● Stored data entries

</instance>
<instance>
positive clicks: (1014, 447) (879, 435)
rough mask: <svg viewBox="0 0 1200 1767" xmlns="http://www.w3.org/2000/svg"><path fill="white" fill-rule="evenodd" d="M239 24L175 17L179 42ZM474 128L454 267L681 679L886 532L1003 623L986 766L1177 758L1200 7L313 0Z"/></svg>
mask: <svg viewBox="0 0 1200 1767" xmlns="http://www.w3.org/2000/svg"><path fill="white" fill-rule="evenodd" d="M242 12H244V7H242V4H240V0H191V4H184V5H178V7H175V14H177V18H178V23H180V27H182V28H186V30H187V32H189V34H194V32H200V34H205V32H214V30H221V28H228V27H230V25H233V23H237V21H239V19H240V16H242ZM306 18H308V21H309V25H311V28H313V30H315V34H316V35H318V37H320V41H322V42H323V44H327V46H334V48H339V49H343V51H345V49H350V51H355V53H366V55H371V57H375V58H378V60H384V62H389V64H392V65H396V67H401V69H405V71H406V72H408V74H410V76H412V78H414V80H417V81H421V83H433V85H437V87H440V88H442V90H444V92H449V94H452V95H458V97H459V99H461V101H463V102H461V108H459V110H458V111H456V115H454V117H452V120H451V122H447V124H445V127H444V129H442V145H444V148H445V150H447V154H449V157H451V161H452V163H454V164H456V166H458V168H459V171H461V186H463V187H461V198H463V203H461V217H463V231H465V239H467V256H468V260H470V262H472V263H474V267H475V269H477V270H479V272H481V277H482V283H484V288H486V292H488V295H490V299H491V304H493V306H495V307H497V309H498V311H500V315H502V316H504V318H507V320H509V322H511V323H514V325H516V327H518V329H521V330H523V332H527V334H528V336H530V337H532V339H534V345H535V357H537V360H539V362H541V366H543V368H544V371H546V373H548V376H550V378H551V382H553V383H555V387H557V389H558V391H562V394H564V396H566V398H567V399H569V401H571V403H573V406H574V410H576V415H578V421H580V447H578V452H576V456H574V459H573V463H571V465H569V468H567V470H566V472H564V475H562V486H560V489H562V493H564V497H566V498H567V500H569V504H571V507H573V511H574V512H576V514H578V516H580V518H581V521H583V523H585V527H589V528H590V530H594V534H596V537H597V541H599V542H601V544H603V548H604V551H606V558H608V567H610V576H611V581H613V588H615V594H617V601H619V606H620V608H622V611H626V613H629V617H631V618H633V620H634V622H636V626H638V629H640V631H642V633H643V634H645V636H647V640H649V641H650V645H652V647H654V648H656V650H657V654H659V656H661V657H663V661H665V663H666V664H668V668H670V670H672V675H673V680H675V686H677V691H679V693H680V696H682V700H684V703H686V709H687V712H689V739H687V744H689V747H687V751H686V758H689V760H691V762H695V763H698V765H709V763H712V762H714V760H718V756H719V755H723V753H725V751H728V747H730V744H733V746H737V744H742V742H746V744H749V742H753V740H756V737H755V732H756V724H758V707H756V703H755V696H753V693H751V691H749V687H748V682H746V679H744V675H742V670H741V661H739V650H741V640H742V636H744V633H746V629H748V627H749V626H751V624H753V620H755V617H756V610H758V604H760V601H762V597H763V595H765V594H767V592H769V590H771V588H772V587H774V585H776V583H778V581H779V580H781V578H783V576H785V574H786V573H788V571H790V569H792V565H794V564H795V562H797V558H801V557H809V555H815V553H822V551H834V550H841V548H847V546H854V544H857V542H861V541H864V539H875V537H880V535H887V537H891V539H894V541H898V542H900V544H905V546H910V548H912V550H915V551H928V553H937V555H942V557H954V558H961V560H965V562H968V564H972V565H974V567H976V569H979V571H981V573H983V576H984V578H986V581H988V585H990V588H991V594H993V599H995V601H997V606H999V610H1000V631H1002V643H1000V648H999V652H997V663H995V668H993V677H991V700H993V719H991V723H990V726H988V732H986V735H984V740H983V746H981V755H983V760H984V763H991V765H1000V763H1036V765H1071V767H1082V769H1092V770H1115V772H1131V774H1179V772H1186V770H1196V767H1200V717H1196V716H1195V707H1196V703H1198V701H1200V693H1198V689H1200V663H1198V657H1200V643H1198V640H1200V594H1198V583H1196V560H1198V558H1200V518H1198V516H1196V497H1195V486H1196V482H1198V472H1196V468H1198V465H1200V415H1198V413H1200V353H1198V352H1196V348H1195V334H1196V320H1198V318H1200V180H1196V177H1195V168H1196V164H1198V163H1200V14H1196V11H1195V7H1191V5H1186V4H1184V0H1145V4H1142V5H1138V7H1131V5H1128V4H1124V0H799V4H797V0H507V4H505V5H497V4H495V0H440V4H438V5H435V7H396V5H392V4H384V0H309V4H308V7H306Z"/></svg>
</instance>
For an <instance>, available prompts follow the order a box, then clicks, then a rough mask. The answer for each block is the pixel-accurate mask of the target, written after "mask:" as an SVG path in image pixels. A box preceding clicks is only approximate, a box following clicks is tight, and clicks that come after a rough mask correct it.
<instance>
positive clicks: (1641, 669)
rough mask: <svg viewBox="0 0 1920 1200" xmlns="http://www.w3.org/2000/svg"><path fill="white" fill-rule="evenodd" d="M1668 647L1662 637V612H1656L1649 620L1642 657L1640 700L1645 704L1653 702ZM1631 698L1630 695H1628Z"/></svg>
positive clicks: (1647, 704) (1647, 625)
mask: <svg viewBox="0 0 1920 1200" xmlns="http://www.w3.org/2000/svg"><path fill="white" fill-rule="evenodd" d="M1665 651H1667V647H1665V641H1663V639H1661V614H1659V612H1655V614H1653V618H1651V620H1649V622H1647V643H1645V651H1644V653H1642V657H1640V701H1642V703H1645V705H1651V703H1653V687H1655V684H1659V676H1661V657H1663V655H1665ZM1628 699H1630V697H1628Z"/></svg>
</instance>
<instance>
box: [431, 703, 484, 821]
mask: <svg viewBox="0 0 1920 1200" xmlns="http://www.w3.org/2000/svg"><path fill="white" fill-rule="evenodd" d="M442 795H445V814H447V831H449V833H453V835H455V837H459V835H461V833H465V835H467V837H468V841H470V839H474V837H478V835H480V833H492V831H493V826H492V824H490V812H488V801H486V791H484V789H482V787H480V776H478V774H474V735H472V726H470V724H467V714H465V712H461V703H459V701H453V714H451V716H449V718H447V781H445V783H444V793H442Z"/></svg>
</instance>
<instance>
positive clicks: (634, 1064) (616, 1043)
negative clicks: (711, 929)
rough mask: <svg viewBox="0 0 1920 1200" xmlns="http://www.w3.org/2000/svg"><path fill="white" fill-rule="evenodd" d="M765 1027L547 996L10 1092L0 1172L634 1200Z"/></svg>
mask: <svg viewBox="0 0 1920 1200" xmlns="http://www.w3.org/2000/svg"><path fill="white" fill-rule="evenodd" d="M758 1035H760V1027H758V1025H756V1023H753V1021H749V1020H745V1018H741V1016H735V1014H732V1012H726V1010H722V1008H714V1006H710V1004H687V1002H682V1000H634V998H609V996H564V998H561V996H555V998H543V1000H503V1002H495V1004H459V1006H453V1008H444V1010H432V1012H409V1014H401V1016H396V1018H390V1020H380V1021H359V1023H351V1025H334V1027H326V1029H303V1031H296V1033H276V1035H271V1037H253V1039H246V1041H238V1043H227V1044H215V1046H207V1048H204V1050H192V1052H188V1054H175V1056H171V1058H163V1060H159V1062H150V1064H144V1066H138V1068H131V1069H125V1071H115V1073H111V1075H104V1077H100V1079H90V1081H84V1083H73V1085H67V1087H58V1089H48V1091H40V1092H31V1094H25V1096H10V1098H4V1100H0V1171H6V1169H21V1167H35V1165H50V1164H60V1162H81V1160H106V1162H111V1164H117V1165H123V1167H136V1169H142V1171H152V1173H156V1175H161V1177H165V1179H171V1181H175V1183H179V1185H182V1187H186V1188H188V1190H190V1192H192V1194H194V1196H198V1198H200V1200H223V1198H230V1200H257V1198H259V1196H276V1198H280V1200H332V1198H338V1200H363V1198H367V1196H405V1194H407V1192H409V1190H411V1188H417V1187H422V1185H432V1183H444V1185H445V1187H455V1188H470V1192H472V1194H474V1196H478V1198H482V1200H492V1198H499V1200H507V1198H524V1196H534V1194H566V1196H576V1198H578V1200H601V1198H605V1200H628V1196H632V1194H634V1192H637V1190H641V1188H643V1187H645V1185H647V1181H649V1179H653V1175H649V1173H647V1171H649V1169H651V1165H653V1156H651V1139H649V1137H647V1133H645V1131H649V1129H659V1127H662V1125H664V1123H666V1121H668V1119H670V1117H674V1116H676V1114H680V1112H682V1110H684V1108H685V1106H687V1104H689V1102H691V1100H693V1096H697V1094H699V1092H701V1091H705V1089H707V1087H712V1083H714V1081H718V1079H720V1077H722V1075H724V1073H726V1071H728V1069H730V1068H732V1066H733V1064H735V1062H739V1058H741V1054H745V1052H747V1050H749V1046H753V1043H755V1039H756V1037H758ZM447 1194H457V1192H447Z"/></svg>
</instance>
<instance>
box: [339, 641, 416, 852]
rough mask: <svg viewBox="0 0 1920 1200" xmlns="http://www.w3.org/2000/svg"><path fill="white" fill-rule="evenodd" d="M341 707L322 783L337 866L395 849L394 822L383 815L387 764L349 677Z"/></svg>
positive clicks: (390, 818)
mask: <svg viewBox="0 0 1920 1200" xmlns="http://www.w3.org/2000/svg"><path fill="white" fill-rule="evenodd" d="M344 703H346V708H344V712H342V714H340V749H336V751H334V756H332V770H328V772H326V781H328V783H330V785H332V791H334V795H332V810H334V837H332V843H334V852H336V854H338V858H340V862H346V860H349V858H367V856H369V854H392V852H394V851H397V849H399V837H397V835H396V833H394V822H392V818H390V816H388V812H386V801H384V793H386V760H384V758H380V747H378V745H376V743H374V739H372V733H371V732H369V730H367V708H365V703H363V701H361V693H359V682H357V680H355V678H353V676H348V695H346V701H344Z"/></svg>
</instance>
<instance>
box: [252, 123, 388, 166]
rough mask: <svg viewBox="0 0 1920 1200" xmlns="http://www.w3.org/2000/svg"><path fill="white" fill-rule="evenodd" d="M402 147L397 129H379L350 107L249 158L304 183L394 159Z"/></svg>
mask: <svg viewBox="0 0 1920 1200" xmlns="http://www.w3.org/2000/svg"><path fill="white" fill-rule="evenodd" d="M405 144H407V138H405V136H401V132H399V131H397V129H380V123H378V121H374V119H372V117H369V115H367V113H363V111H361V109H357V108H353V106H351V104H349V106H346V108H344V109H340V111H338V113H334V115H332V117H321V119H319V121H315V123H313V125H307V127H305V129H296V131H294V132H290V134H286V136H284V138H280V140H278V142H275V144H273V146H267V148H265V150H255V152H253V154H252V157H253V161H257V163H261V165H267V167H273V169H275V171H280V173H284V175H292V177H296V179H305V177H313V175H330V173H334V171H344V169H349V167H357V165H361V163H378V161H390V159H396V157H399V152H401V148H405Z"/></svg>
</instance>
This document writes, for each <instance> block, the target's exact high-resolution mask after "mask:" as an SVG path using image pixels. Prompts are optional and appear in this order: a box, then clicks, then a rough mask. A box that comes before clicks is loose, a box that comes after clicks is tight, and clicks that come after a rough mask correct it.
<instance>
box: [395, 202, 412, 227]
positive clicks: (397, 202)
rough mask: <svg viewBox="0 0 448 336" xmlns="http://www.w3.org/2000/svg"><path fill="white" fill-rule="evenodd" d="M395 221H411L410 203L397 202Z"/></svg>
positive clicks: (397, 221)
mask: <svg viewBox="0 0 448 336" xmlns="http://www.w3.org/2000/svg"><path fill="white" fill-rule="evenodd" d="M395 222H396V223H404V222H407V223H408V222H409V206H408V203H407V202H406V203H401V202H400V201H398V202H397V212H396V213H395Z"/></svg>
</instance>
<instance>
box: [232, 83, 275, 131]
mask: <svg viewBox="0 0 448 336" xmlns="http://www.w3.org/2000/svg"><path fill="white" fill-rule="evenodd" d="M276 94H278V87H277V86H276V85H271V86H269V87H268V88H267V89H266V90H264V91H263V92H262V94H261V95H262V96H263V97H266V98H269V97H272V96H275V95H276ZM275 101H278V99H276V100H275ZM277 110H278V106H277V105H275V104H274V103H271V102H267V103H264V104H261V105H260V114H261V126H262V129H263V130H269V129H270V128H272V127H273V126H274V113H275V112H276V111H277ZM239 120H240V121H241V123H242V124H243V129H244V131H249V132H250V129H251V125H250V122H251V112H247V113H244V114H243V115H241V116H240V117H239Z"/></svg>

● Description of the task
Reproduce the data word for word, starting with its first line and continuing through the line that contains "24L175 17L179 42ZM474".

● Result of this exercise
</instance>
<instance>
positive clicks: (1014, 447) (879, 435)
rough mask: <svg viewBox="0 0 1200 1767" xmlns="http://www.w3.org/2000/svg"><path fill="white" fill-rule="evenodd" d="M239 24L175 17L179 42ZM474 128L454 267L681 679L886 532L1003 623L986 766L1177 758L1200 7L313 0Z"/></svg>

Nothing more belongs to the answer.